Input material:
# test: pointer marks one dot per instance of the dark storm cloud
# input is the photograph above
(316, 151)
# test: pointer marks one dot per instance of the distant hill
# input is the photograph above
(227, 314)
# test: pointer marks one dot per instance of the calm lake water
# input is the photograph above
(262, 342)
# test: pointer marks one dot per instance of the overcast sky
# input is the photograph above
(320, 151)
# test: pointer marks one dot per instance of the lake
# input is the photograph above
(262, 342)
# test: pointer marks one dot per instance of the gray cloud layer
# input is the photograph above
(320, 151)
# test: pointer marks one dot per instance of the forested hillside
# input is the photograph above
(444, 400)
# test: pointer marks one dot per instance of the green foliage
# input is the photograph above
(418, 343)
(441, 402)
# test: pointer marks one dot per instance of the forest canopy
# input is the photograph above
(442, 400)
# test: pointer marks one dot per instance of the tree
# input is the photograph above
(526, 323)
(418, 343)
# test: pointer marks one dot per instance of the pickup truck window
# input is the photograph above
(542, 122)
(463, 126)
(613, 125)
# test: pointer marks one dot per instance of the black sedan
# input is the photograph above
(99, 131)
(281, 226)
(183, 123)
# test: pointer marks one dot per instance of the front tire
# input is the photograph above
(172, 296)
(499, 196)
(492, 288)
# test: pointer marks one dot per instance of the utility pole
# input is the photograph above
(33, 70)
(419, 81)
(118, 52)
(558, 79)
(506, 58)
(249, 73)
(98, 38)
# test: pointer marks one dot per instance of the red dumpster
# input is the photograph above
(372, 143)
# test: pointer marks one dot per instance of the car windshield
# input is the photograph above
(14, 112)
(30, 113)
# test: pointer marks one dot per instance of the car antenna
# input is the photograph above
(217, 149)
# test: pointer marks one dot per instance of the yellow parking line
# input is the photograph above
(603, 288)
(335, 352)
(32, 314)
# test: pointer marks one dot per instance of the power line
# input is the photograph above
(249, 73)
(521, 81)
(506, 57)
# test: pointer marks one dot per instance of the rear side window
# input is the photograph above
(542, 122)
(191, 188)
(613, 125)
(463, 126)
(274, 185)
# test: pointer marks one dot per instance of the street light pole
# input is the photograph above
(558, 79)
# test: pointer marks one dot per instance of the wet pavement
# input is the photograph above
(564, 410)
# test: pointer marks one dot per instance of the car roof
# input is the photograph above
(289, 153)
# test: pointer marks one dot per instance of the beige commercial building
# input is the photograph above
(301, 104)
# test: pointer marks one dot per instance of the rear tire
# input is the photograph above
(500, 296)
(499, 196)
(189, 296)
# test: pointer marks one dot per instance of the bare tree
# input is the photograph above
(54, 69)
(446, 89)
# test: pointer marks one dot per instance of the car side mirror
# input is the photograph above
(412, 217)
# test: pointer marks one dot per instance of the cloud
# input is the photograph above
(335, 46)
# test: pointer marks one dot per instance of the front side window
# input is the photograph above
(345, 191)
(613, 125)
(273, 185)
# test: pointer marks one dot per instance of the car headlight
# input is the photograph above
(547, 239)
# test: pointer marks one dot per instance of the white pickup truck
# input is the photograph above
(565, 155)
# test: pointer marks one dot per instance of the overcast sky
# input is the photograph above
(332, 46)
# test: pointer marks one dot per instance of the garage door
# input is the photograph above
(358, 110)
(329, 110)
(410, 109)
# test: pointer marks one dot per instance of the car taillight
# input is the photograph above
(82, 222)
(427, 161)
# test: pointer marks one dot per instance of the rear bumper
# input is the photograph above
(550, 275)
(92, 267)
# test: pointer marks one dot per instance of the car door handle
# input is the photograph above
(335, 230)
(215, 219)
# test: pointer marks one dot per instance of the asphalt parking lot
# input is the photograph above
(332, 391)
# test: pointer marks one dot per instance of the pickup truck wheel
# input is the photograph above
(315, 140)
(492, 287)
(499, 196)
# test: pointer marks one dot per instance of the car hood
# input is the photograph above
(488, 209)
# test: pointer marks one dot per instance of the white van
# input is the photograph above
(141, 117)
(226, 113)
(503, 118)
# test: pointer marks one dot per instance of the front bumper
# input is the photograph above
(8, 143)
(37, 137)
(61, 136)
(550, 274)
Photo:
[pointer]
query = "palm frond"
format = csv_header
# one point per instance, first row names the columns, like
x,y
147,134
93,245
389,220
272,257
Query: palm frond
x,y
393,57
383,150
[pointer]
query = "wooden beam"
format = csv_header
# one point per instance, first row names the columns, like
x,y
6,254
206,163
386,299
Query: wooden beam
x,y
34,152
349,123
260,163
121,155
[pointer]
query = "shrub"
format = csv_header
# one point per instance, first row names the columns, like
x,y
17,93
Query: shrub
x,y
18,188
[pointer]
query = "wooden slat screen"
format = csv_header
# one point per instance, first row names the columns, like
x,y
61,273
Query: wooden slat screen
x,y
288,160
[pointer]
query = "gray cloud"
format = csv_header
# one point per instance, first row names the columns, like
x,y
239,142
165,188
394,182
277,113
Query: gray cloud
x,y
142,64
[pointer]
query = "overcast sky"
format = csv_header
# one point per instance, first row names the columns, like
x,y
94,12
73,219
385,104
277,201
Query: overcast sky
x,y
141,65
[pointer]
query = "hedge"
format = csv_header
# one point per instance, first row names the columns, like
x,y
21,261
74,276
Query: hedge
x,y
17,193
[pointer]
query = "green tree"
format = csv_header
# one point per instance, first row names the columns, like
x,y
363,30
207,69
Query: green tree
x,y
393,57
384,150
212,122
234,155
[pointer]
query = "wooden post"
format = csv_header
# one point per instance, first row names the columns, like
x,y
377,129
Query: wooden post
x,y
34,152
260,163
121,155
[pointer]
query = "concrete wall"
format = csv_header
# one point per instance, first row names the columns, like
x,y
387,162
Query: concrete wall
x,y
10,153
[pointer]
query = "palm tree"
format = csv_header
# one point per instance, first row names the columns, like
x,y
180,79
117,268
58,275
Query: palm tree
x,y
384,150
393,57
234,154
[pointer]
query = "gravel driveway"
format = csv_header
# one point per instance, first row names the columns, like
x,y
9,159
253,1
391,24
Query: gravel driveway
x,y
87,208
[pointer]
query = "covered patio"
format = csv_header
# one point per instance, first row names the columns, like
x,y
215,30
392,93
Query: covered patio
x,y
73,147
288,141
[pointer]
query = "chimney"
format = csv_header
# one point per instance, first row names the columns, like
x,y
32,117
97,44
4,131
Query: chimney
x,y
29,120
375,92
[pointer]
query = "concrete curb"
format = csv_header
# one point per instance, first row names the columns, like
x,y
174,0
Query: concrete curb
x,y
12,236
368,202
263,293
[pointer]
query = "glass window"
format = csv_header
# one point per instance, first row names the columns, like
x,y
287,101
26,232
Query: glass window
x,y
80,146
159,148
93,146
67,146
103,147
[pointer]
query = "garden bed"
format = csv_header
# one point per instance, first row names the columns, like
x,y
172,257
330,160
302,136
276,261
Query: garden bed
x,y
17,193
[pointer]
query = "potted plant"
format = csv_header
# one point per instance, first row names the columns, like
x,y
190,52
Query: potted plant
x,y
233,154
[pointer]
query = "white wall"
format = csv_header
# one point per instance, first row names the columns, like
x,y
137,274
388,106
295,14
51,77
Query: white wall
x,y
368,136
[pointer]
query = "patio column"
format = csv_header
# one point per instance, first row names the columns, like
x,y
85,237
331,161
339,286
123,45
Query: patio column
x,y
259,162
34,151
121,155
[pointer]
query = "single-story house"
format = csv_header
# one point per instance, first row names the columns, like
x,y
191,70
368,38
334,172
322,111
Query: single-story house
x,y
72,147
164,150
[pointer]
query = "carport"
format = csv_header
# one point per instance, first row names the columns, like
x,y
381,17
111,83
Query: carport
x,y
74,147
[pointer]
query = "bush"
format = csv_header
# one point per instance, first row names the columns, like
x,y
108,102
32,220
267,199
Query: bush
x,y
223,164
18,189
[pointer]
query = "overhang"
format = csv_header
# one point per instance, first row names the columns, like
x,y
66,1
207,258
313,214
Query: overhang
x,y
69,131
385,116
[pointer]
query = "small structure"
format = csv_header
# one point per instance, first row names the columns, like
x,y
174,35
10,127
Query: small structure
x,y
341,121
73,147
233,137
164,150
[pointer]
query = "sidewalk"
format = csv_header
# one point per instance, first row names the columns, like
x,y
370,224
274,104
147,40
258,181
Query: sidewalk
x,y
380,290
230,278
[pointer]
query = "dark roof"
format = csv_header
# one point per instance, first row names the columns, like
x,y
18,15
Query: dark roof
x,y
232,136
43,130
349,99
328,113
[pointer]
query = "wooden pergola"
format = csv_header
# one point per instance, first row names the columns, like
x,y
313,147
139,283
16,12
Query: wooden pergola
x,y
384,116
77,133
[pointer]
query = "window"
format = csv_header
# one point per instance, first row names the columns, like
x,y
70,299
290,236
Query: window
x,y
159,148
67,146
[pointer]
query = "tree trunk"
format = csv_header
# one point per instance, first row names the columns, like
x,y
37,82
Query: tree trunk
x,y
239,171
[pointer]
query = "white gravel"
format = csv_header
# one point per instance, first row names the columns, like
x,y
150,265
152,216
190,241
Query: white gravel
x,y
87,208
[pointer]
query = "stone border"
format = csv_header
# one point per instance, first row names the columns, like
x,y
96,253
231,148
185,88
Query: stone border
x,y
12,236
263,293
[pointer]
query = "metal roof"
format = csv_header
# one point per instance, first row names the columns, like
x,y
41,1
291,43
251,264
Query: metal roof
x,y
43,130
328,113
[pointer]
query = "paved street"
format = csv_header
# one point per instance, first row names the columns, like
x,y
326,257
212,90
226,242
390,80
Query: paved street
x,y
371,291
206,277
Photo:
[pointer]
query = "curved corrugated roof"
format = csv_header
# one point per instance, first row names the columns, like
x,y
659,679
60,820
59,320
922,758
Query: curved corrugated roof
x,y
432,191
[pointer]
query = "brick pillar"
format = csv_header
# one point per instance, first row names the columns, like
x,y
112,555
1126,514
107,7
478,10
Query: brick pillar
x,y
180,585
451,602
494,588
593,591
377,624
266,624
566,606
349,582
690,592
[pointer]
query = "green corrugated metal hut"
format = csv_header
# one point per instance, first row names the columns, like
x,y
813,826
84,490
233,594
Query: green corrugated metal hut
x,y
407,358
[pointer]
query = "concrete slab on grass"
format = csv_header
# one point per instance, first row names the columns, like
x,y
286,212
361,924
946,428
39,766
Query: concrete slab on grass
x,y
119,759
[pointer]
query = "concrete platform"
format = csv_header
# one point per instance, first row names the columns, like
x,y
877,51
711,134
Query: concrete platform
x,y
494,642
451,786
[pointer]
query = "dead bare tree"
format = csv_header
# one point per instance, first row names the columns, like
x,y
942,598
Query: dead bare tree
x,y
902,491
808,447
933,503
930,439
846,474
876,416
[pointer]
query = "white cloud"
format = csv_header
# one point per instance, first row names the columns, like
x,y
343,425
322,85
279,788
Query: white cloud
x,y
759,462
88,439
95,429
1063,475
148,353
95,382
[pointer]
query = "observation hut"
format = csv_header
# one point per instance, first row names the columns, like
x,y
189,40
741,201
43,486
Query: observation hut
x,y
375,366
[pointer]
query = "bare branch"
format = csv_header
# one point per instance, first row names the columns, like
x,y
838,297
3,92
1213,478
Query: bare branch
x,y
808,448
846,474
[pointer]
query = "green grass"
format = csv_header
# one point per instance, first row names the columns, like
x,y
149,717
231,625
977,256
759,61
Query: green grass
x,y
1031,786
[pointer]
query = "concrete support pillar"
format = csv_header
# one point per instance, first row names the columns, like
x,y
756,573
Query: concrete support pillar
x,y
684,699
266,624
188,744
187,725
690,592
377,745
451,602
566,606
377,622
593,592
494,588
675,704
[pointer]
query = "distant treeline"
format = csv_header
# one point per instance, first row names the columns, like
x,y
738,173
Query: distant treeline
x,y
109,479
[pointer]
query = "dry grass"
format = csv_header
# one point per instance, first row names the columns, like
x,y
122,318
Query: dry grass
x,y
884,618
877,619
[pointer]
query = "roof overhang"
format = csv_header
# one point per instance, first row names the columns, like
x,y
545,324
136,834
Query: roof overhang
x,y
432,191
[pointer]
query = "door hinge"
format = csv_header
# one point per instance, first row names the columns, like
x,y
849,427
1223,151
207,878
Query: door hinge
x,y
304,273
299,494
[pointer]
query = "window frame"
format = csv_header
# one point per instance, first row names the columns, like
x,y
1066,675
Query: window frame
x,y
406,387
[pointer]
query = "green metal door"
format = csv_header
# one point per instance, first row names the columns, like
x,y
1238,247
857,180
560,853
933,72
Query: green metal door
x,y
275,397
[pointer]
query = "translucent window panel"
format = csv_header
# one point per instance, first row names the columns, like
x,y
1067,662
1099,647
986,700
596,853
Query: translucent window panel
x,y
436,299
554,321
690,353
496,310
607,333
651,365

Task goal: The lines to copy are those in the listing that contain "pickup".

Response:
# test: pointer marks one dot per instance of the pickup truck window
# test: pointer marks one dot per instance of the white pickup truck
# test: pointer marks one dot per instance of the pickup truck wheel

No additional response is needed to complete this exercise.